ACTIONS TO TAKE:
1 > Please list the lower-case headings that appear under "Explanation:" in the first answer of the cyclotron thread.
2 > Rewrite the cyclotron thread from "A medical cyclotron" to "exit the cyclotron?", inclusive, changing "largest orbit" to "outermost orbit".

----- EXCERPTED TEXT

Question

A medical cyclotron used in the production of medical isotopes accelerates protons to 6.5 MeV. The magnetic field in the cyclotron is 1.2 T What is the diameter of the largest orbit, just before the protons exit the cyclotron?

Answer 1

Answer:

diameter of largest orbit is 0.60 m

Explanation:

given data

isotopes accelerates KE = 6.5 MeV

magnetic field B = 1.2 T

to find out

diameter

solution

first we find velocity from kinetic energy equation

KE = 1/2 × m×v²   ........1

6.5 × 1.6 × $10^{-19}$ = 1/2 × 1.672 × $10^{-27}$ ×v²

v = 3.5 × $10^{7}$ m/s

so

radius will be

radius = $\frac{m*v}{B*q}$   ........2

radius =  $\frac{1.672*10^{-27}*3.5*10^{7}}{1.2*1.6*10^{-19}}$  

radius = 0.30

so diameter = 2 × 0.30

so diameter of largest orbit is 0.60 m

Answer 2

Answer:

The diameter of the largest orbit is 6.52m

Explanation:

First, we will use only magnitudes, as the problem is not asking for directions or any vectorial result.

----------
----- RECORD SET

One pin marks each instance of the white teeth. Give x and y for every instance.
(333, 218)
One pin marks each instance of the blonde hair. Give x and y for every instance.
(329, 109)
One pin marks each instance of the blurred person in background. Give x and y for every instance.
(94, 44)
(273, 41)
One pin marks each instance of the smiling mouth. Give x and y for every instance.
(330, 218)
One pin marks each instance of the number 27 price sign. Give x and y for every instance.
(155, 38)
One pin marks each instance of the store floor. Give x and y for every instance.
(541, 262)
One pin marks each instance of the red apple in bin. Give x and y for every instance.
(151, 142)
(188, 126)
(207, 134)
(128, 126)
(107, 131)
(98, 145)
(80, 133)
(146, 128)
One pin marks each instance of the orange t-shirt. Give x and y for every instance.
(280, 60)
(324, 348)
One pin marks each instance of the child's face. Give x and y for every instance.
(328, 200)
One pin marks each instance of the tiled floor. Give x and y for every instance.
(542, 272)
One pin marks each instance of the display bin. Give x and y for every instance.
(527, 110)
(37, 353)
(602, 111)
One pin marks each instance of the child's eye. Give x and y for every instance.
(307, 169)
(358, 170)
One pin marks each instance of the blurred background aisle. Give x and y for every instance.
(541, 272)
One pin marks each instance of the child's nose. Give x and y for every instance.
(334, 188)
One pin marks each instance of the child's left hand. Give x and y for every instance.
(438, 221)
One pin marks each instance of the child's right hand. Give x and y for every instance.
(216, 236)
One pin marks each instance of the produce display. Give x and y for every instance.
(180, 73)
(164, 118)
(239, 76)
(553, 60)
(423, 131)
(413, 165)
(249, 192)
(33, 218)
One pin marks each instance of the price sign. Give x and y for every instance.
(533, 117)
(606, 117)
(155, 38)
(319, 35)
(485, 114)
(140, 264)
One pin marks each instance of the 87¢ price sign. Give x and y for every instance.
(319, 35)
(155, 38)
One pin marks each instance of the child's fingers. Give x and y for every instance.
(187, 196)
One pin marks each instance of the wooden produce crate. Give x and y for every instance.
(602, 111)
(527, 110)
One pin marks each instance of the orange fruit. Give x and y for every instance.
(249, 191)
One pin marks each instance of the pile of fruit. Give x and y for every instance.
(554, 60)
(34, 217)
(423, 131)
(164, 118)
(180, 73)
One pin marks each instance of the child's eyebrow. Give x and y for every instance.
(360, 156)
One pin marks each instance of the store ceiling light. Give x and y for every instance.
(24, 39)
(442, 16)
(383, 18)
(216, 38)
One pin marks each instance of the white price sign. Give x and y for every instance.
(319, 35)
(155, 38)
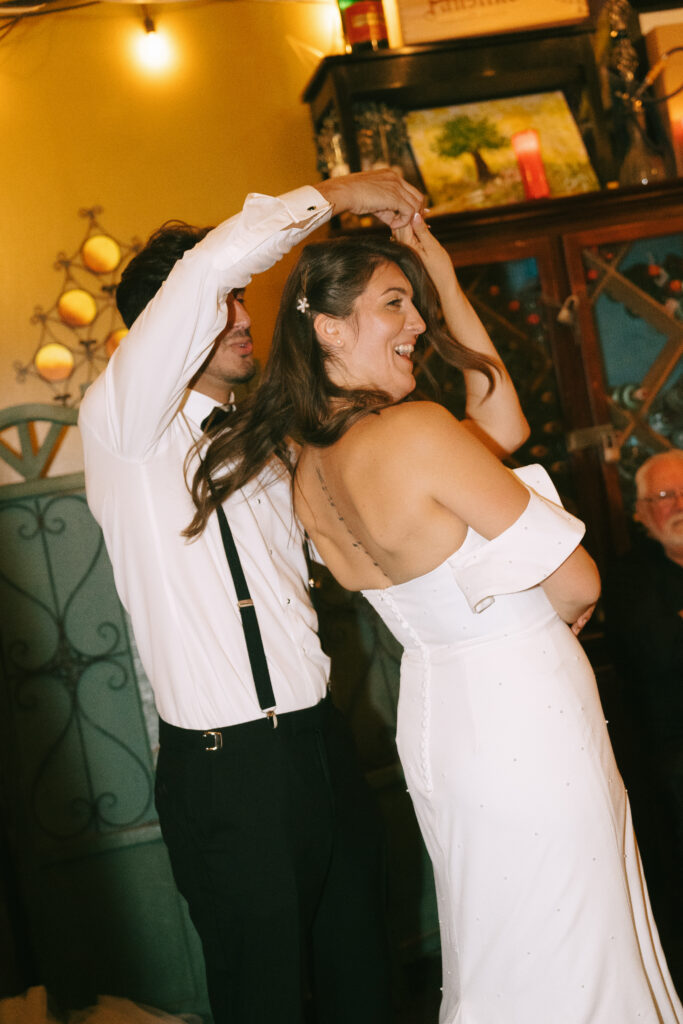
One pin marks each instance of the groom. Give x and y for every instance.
(272, 834)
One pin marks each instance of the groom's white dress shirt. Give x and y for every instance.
(138, 422)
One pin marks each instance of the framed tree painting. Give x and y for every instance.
(497, 152)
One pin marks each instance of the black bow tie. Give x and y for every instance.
(216, 418)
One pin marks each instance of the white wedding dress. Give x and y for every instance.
(544, 913)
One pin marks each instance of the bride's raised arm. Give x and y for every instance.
(495, 417)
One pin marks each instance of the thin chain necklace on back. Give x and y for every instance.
(354, 541)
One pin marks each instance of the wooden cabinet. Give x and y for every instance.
(462, 71)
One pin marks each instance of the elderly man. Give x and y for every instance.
(643, 597)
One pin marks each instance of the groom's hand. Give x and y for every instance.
(382, 193)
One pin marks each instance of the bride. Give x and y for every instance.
(479, 573)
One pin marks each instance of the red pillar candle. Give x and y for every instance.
(527, 151)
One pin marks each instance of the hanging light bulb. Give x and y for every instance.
(153, 49)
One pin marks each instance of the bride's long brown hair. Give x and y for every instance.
(296, 400)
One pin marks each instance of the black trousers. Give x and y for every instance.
(276, 845)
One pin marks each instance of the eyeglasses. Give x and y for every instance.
(664, 499)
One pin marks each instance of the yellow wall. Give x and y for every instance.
(81, 125)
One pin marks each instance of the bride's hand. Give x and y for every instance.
(417, 236)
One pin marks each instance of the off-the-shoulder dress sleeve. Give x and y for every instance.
(524, 554)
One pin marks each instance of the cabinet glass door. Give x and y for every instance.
(629, 285)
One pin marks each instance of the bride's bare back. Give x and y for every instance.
(388, 502)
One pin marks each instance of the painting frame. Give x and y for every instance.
(501, 151)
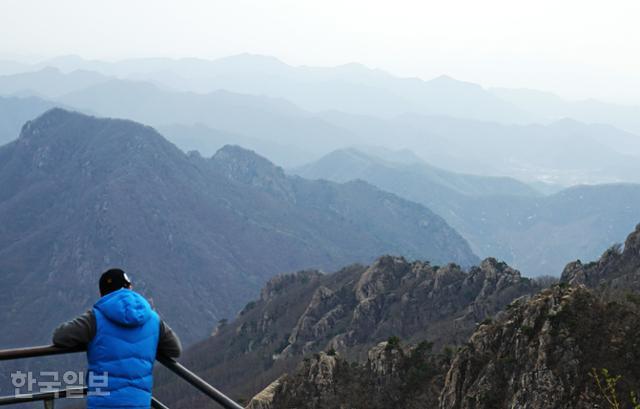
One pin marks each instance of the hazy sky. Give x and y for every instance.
(578, 48)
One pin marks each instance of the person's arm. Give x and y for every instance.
(77, 332)
(169, 344)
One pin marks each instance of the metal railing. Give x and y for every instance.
(49, 396)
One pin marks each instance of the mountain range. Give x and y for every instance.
(500, 217)
(198, 235)
(570, 345)
(560, 151)
(348, 311)
(354, 88)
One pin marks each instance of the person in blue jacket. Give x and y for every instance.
(123, 335)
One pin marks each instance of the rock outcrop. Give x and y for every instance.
(539, 354)
(393, 376)
(617, 269)
(351, 311)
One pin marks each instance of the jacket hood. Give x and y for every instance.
(125, 307)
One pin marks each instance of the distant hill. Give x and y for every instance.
(48, 82)
(199, 236)
(208, 141)
(349, 311)
(549, 107)
(351, 164)
(500, 216)
(564, 152)
(15, 111)
(268, 119)
(352, 88)
(357, 89)
(572, 345)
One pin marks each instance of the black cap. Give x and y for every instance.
(113, 280)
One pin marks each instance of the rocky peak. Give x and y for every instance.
(278, 285)
(383, 275)
(539, 353)
(617, 269)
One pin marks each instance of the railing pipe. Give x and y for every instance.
(170, 363)
(199, 383)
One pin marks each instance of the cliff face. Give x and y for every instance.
(391, 377)
(81, 194)
(542, 351)
(617, 269)
(539, 354)
(351, 311)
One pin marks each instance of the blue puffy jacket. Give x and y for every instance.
(123, 351)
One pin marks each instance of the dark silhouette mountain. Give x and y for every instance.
(199, 236)
(499, 216)
(564, 152)
(350, 311)
(15, 111)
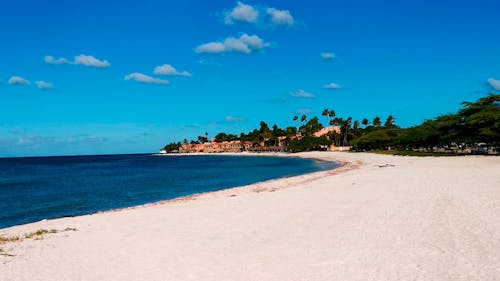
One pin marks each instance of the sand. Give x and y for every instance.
(414, 219)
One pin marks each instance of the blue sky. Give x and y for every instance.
(87, 77)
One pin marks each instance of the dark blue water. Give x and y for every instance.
(32, 189)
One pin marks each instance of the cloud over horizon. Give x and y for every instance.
(244, 44)
(280, 17)
(143, 78)
(332, 86)
(169, 70)
(18, 80)
(495, 84)
(242, 12)
(85, 60)
(247, 13)
(303, 111)
(52, 60)
(302, 94)
(44, 85)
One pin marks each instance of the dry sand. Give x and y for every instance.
(421, 219)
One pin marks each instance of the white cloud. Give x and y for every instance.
(327, 56)
(332, 86)
(234, 119)
(17, 80)
(91, 61)
(169, 70)
(245, 44)
(303, 111)
(44, 85)
(52, 60)
(143, 78)
(85, 60)
(280, 17)
(495, 84)
(302, 94)
(242, 12)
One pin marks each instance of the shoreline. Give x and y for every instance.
(237, 190)
(382, 218)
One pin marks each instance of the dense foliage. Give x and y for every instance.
(477, 123)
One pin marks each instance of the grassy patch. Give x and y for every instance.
(4, 240)
(39, 233)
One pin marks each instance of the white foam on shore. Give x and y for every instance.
(391, 218)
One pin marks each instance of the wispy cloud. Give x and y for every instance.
(245, 44)
(242, 12)
(234, 119)
(332, 86)
(44, 85)
(85, 60)
(143, 78)
(262, 16)
(18, 80)
(303, 111)
(302, 94)
(280, 17)
(169, 70)
(495, 84)
(91, 61)
(327, 56)
(52, 60)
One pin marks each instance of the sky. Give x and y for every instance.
(106, 77)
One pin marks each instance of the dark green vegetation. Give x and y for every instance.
(475, 128)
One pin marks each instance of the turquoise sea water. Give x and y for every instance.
(32, 189)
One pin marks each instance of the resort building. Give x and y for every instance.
(264, 146)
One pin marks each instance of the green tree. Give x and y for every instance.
(389, 122)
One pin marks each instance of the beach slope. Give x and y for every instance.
(382, 218)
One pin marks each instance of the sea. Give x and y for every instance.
(37, 188)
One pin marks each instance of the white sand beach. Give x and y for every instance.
(378, 218)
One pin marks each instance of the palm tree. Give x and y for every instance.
(325, 112)
(355, 125)
(347, 125)
(389, 122)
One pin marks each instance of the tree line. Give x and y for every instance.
(475, 123)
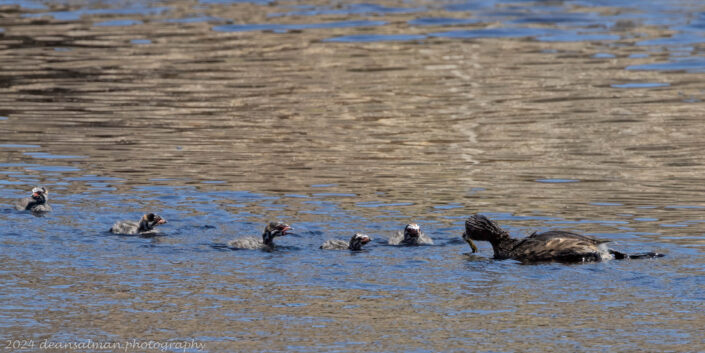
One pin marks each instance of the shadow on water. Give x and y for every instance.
(339, 118)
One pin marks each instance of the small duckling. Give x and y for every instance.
(355, 244)
(412, 236)
(36, 203)
(145, 227)
(553, 245)
(271, 231)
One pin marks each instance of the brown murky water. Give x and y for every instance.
(339, 117)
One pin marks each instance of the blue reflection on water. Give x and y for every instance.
(302, 26)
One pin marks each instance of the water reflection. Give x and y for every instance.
(342, 118)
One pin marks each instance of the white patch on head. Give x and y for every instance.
(361, 236)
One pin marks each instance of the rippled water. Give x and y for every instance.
(340, 117)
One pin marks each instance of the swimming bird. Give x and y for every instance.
(355, 244)
(412, 236)
(35, 203)
(271, 231)
(554, 245)
(145, 227)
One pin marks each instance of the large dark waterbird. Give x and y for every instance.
(553, 245)
(35, 203)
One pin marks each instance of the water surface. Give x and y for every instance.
(342, 117)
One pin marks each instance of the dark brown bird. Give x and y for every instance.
(553, 245)
(145, 227)
(36, 203)
(355, 244)
(271, 231)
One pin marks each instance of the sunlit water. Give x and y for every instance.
(342, 117)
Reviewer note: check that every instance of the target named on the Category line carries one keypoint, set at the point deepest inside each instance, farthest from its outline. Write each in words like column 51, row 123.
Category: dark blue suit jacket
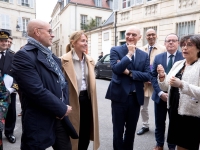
column 160, row 59
column 121, row 84
column 42, row 97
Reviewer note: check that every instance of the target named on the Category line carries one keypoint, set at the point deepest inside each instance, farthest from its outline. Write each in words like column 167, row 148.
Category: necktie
column 2, row 61
column 170, row 63
column 150, row 49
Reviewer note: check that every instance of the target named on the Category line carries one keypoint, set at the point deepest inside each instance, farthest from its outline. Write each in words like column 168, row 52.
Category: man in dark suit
column 166, row 59
column 5, row 66
column 44, row 91
column 131, row 69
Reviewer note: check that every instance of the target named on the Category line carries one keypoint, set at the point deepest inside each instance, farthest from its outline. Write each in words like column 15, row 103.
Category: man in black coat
column 44, row 91
column 5, row 67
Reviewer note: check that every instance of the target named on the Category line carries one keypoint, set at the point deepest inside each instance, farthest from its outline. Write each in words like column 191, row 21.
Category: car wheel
column 96, row 73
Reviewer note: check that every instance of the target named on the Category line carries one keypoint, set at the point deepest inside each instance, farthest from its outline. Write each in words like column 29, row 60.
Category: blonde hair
column 74, row 38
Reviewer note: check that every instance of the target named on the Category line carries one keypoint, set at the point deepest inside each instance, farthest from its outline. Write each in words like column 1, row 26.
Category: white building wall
column 14, row 11
column 94, row 46
column 106, row 44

----------

SET OF ANSWERS:
1 >
given data
to find out
solution

2 >
A medical cyclotron used in the production of medical isotopes accelerates protons to 6.5 MeV. The magnetic field in the cyclotron is 1.2 T What is the diameter of the outermost orbit, just before the protons exit the cyclotron?